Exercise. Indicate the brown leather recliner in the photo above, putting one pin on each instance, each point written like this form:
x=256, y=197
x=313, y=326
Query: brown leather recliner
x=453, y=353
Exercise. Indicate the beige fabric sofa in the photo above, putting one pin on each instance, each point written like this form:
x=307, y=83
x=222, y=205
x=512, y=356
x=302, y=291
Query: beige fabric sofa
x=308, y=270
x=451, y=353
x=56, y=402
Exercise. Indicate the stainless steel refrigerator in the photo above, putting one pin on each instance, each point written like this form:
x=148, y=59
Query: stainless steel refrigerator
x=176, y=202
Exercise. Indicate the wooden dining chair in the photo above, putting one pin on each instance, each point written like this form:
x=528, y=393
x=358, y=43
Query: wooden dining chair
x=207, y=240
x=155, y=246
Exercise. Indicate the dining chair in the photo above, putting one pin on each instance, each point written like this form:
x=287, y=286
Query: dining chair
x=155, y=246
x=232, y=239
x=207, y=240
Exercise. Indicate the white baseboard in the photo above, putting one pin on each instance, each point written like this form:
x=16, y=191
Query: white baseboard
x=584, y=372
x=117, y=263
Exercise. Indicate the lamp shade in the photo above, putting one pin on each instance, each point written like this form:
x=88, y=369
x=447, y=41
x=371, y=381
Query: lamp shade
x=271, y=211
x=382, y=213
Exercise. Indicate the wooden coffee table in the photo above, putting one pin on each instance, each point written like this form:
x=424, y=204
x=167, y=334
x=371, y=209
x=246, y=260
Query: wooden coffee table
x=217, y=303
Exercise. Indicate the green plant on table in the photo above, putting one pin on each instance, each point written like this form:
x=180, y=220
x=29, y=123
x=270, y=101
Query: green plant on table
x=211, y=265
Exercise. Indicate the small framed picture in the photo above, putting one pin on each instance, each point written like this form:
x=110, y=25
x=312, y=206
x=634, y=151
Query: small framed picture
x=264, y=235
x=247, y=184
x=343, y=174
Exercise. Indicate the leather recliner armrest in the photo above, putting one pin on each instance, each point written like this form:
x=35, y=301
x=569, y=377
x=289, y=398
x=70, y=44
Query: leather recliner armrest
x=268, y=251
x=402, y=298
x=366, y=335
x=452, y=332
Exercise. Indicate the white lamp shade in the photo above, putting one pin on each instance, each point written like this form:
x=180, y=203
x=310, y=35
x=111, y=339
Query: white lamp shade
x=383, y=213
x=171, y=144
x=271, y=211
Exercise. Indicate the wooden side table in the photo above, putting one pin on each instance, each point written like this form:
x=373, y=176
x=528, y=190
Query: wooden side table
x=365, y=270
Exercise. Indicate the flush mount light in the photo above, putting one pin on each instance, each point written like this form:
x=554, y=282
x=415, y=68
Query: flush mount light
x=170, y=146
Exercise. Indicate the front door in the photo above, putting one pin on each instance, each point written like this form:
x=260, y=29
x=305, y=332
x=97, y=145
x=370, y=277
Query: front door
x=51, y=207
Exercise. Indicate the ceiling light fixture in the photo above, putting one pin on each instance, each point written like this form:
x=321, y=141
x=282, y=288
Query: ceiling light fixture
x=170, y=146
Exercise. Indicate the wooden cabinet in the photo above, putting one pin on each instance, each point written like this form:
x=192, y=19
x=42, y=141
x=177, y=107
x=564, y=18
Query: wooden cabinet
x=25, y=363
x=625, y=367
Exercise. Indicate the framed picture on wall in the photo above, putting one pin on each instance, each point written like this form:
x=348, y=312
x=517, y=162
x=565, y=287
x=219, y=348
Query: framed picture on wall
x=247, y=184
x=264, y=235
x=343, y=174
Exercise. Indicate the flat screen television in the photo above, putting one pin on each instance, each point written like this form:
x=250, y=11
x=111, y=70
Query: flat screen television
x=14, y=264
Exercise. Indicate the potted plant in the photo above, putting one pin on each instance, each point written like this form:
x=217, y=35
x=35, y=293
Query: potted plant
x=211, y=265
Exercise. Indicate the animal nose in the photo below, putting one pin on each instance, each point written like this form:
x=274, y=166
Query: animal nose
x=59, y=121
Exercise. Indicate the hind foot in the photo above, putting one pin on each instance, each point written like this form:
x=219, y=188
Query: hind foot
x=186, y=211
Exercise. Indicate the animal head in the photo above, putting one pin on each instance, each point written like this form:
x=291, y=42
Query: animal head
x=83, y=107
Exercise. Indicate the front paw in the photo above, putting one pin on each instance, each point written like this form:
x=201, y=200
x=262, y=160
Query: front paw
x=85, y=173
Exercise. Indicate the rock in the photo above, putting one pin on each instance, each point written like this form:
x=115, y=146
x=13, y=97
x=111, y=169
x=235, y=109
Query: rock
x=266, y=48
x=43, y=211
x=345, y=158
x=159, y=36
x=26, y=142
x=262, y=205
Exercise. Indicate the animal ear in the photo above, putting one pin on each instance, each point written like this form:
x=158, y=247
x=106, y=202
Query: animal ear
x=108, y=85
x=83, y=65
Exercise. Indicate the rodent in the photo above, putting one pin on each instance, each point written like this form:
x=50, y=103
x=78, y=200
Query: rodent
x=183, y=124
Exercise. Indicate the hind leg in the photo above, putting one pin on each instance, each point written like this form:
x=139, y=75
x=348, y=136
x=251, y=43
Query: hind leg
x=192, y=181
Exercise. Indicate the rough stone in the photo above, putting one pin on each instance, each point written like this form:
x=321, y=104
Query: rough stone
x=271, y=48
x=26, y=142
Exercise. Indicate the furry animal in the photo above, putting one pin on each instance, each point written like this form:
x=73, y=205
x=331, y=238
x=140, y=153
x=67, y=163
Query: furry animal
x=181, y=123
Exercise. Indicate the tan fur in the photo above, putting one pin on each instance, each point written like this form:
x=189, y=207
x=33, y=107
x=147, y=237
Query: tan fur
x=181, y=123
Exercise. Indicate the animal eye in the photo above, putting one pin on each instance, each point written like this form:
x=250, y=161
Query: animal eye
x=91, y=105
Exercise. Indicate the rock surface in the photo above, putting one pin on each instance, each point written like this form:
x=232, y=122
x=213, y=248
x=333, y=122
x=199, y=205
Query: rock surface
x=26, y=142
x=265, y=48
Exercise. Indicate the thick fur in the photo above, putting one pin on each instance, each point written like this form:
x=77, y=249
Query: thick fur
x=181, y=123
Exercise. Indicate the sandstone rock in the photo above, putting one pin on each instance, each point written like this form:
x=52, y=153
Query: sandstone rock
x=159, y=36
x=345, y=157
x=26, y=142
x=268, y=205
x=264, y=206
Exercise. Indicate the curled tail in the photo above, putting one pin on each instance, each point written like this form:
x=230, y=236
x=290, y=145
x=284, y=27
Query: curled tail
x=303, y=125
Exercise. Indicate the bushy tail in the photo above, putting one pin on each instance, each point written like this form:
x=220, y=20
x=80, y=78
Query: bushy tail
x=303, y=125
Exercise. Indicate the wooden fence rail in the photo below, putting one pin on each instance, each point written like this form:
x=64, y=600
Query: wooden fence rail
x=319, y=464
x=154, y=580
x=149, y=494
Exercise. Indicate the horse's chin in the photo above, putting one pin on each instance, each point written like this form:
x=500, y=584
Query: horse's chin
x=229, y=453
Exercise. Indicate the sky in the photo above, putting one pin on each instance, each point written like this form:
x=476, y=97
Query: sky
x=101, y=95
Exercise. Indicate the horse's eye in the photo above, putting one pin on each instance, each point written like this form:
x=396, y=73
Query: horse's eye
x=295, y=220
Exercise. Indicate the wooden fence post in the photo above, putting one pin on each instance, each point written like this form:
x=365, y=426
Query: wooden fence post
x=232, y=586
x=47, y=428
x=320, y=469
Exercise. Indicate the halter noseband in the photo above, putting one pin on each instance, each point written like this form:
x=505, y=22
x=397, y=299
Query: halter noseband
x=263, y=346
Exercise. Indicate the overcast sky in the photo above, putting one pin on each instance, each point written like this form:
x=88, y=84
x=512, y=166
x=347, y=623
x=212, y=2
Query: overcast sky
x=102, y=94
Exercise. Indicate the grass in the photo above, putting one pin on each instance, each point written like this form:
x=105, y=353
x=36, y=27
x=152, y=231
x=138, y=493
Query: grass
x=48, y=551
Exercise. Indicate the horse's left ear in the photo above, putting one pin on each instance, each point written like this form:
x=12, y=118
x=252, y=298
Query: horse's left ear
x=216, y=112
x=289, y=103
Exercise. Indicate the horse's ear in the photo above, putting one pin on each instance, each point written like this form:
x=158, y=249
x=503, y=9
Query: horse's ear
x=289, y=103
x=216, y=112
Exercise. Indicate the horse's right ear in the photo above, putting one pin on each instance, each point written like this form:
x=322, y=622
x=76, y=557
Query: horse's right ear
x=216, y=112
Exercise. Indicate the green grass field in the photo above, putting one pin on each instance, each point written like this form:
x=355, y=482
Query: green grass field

## Work required
Retype the line containing "Query: grass" and all the lines after it, ending with the final line of the material, exactly.

## Exercise output
Query: grass
x=48, y=551
Exercise. Indicate the horse's left ear in the photo above, putting one pin on each instance, each point written like this form:
x=12, y=118
x=252, y=298
Query: horse's left ear
x=216, y=112
x=289, y=103
Exercise. Indicate the horse's ear in the photo above, putting one pin on each instance, each point written like this form:
x=158, y=249
x=503, y=9
Query: horse's ear
x=289, y=103
x=216, y=112
Exercise. Indicate the horse's right ear in the photo above, putting one pin on each instance, each point written like this form:
x=322, y=622
x=76, y=557
Query: horse's right ear
x=216, y=112
Exercise. Indicate the green grass field in the photo above, putting one pin on each instance, each point written like this form:
x=355, y=482
Query: green grass field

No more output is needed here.